-- DESCRIPTION OF THE TASK --
Print the stretch of records below from the line containing "Please segment every instance of the tile" through the line containing "115], [63, 104]]", both ends included, reproducing them character for character.

-- RECORDS FOR PROCESSING --
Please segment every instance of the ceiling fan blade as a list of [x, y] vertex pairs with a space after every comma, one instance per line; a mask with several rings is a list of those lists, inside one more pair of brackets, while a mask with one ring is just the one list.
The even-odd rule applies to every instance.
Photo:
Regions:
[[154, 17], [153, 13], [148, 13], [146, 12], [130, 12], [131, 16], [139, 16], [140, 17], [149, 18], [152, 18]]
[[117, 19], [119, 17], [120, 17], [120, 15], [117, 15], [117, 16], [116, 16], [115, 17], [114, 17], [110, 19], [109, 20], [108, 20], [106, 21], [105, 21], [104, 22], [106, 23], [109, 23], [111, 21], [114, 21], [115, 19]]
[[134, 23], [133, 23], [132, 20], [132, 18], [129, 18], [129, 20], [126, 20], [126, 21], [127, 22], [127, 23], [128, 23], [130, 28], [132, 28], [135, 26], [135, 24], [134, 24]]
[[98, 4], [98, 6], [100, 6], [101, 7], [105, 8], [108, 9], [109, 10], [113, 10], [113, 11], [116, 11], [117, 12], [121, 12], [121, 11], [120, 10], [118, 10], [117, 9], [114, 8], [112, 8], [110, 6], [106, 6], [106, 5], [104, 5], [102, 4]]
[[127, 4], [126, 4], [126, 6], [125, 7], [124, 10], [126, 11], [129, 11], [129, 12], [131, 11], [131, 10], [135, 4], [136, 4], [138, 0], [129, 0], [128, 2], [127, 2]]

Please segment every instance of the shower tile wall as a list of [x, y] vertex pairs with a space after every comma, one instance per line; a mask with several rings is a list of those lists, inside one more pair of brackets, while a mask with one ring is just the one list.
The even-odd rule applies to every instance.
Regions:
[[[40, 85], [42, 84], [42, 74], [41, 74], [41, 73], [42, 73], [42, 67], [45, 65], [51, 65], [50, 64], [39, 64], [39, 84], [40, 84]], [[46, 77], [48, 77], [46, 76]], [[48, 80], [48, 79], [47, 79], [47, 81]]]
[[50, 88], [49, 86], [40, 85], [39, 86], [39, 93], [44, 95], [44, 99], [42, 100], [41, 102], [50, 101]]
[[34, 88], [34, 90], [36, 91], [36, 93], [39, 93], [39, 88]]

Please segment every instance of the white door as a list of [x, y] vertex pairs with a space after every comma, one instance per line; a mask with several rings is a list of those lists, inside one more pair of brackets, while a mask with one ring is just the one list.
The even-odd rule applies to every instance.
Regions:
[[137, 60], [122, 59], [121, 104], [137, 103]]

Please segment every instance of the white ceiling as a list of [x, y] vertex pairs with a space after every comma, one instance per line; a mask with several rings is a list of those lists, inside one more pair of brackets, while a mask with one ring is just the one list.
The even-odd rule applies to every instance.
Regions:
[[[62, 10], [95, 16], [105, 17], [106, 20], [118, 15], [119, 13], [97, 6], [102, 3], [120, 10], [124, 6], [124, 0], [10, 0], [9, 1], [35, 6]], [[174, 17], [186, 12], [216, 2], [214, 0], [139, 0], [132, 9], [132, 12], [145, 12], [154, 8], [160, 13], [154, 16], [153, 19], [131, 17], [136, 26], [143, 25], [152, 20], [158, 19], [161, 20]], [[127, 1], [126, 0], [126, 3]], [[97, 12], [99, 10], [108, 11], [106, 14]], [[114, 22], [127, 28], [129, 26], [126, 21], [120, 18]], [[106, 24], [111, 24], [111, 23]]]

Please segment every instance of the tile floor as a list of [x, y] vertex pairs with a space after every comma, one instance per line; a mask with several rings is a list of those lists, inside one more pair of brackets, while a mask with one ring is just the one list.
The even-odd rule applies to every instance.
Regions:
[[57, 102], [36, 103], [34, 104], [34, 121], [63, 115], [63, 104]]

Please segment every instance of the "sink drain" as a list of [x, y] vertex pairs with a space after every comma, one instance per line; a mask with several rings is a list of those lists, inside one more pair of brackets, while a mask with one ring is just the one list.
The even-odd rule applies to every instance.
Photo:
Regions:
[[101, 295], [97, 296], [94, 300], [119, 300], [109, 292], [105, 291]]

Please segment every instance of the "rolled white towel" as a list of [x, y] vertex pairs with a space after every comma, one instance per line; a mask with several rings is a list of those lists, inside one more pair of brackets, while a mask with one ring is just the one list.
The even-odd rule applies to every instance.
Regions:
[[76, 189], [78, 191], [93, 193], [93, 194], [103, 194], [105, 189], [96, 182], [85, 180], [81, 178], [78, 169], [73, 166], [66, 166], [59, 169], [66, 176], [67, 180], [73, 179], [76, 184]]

-- EXERCISE ANSWER --
Please segment every instance of the tile floor as a list of [x, y] vertex pairs with a space after every comma, one instance per line; a mask with several rings is a list of those lists, inside one more pair of brackets, while a mask with one ring is just the one list.
The even-odd rule applies to every instance.
Regions:
[[57, 102], [36, 103], [34, 104], [34, 121], [63, 115], [63, 104]]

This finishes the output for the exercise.